═══ Stored rows

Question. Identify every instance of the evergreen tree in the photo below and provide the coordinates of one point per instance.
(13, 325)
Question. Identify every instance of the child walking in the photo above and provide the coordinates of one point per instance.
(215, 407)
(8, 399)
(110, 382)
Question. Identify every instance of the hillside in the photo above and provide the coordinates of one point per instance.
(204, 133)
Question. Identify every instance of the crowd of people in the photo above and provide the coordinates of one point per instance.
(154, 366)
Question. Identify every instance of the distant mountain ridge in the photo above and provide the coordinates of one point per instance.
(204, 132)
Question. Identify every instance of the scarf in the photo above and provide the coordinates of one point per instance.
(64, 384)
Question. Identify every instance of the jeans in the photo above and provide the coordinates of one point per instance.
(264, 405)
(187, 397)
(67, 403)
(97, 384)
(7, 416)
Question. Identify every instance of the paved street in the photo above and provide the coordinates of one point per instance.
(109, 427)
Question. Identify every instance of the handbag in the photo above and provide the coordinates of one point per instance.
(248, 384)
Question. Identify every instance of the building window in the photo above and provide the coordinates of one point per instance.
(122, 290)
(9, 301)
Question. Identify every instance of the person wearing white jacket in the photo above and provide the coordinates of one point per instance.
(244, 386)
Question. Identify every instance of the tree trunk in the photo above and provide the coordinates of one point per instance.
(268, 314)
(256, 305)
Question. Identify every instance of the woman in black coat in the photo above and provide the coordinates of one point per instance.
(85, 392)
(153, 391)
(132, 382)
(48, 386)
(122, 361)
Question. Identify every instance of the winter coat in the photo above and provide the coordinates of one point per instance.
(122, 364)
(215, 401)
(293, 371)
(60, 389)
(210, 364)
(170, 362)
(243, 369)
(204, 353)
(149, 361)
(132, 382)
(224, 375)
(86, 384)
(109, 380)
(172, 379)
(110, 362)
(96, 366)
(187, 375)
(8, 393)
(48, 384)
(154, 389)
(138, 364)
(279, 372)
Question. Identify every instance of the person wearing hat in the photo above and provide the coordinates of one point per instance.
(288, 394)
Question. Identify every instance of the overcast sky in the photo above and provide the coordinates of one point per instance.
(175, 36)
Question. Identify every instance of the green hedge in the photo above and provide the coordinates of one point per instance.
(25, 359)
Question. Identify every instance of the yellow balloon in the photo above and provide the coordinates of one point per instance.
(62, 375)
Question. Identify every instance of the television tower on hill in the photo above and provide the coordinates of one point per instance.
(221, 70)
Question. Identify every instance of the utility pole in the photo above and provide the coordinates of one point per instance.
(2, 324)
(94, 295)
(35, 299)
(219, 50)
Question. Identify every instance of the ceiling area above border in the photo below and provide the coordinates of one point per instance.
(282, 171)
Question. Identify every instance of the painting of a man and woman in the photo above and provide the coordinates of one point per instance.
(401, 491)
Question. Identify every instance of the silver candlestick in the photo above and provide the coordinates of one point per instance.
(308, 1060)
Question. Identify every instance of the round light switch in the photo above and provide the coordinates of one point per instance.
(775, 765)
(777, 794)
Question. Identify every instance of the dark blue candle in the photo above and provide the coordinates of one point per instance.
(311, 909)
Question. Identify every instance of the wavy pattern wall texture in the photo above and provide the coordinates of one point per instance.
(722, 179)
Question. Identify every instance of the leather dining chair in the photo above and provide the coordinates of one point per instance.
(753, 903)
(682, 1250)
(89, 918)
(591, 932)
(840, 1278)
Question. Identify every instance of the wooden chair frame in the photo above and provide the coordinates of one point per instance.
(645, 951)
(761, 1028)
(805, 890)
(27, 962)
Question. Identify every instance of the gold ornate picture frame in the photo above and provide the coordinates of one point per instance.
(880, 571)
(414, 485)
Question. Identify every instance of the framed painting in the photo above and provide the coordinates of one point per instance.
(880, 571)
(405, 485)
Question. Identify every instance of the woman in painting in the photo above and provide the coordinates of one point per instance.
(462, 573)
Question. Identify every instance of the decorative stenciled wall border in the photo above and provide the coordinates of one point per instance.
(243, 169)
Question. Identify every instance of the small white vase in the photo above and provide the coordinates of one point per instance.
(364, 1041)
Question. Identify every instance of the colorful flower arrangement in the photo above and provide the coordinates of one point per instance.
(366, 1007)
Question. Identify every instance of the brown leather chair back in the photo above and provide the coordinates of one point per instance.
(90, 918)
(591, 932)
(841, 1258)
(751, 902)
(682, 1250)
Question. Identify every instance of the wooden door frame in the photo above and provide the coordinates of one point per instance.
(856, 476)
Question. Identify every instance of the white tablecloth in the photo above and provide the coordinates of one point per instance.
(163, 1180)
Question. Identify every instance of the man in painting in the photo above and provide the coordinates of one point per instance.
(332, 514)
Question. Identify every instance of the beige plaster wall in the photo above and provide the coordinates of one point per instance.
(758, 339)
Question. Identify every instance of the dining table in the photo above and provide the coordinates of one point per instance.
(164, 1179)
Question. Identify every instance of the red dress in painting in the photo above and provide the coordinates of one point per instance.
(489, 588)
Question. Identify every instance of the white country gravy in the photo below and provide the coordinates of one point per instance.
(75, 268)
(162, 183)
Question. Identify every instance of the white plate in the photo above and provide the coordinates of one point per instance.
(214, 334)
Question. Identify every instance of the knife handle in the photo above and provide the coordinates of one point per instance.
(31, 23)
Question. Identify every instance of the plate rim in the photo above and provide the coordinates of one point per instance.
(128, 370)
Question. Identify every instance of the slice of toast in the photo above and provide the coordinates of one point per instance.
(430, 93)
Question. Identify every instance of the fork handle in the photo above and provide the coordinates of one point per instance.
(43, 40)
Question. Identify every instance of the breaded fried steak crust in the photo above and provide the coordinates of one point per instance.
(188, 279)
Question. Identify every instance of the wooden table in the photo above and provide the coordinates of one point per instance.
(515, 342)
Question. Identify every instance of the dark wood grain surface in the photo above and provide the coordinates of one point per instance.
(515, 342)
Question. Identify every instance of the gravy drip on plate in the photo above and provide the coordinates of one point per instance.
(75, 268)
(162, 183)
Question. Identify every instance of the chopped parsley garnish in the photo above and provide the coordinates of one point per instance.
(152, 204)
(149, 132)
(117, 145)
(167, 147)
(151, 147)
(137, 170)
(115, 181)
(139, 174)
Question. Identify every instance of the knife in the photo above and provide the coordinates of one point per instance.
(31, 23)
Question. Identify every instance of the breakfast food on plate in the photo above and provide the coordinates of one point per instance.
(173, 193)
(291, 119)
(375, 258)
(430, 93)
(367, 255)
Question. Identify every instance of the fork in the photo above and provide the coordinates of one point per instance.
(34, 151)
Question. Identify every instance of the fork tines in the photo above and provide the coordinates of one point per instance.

══════

Your instructions » Reproduce verbatim every line of the material from the line containing "Question. Identify every instance of the dark wood" through the final line, including both.

Result of the task »
Question. Identify every instance of the dark wood grain surface in the photo above and provide the coordinates of one point per instance.
(515, 342)
Question. Identify every instance of the gravy drip on plate in the photo above and provide the coordinates of one point per instance.
(75, 268)
(162, 183)
Question. Identify every instance of the chopped parsley garnish in the photo above and provide the coordinates of one point per instance.
(152, 204)
(149, 132)
(117, 145)
(167, 147)
(151, 147)
(137, 170)
(115, 181)
(139, 174)
Question. Identify every instance of the knife in the photo above and provide the coordinates of one point per instance.
(31, 23)
Question. Identify every instance of the breakfast food on plate in the photo above and provide the coordinates of one point per instance.
(173, 193)
(291, 119)
(375, 258)
(430, 93)
(367, 255)
Question. Identify every instance of the fork in the photo above and provide the coordinates of one point per instance.
(34, 151)
Question. Identify every instance of the fork tines in the photo above and provide the coordinates of one point per instance.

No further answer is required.